Given instruction. Report each line in the rows below that contains the word "green".

##############################

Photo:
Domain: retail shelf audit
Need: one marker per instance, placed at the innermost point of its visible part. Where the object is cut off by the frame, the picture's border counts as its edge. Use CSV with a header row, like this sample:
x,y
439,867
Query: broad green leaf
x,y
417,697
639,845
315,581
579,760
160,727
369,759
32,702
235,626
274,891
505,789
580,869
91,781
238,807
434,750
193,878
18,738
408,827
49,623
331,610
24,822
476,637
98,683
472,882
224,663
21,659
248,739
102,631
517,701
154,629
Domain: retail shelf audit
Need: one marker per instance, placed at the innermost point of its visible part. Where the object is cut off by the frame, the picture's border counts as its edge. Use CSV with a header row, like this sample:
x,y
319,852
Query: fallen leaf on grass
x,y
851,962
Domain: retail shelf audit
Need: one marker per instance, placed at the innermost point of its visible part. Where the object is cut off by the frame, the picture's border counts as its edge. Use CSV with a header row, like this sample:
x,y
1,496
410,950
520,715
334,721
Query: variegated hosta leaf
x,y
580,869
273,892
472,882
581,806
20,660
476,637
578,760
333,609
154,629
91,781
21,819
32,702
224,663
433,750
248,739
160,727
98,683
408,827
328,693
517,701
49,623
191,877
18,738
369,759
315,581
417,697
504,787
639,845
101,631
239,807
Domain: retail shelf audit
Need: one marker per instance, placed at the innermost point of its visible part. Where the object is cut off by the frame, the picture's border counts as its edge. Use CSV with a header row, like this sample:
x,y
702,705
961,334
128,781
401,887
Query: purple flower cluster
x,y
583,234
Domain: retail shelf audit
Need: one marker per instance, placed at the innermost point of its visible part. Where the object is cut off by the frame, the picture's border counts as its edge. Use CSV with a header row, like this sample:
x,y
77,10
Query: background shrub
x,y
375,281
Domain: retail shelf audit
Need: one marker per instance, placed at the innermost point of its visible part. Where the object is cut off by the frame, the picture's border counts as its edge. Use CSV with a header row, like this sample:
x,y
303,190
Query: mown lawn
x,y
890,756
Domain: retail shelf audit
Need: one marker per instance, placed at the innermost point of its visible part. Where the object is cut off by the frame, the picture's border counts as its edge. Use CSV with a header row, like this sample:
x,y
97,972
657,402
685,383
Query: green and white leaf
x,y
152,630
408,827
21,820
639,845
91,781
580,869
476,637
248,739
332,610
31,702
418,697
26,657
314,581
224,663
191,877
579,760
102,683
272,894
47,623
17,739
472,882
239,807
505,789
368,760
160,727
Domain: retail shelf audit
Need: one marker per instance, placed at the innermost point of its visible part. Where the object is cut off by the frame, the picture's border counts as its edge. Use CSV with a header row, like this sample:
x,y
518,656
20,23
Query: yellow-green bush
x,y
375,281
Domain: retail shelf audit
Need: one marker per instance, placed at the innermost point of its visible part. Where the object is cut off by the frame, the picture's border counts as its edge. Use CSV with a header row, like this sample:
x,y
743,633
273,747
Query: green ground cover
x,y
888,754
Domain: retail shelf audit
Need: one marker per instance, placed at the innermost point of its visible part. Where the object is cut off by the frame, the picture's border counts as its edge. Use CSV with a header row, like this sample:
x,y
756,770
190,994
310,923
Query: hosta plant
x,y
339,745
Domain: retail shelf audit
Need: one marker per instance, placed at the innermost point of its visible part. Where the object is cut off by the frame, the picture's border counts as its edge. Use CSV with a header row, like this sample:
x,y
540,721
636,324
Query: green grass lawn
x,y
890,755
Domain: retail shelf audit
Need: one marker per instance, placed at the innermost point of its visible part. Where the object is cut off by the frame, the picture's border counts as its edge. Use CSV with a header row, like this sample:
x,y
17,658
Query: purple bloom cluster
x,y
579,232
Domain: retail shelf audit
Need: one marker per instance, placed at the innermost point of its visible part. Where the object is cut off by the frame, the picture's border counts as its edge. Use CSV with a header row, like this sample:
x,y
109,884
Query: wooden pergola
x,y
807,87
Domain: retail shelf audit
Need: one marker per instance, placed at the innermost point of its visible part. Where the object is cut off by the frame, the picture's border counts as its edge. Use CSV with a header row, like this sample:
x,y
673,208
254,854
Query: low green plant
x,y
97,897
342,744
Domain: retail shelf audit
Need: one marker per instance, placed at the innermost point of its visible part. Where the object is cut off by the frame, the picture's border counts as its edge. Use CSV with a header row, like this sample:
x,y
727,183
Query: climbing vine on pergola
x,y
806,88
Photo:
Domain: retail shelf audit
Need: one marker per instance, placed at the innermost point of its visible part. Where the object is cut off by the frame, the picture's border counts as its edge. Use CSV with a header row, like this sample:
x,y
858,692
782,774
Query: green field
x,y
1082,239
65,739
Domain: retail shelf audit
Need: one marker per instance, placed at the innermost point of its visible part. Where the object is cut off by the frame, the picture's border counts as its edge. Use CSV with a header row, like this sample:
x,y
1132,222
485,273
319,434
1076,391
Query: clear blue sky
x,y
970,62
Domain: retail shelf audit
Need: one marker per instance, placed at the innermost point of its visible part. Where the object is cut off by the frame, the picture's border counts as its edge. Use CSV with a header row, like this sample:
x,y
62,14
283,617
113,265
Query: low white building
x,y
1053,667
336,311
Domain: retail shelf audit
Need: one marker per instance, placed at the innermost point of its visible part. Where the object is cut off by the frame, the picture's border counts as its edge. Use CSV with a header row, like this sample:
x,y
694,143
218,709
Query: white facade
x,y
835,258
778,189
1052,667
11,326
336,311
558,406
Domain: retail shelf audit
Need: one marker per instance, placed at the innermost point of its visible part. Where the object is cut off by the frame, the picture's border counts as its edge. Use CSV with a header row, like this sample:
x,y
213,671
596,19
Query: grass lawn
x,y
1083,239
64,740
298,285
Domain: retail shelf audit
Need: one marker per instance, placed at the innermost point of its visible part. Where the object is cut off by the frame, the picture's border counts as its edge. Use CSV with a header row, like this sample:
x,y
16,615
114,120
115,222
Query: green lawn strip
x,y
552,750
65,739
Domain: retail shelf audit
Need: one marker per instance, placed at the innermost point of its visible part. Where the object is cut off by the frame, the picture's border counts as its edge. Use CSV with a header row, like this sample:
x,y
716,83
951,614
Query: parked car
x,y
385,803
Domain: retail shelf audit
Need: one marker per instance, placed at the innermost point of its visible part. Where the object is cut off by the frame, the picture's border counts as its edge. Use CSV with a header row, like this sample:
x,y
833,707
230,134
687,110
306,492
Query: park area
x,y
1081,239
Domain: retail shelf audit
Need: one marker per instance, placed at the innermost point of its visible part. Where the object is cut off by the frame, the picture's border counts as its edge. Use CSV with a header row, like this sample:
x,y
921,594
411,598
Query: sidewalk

##############################

Full answer.
Query: broad green leaf
Query: green and white leaf
Query: yellow-green bush
Query: green ground cover
Query: green grass lawn
Query: low green plant
Query: green field
Query: green lawn strip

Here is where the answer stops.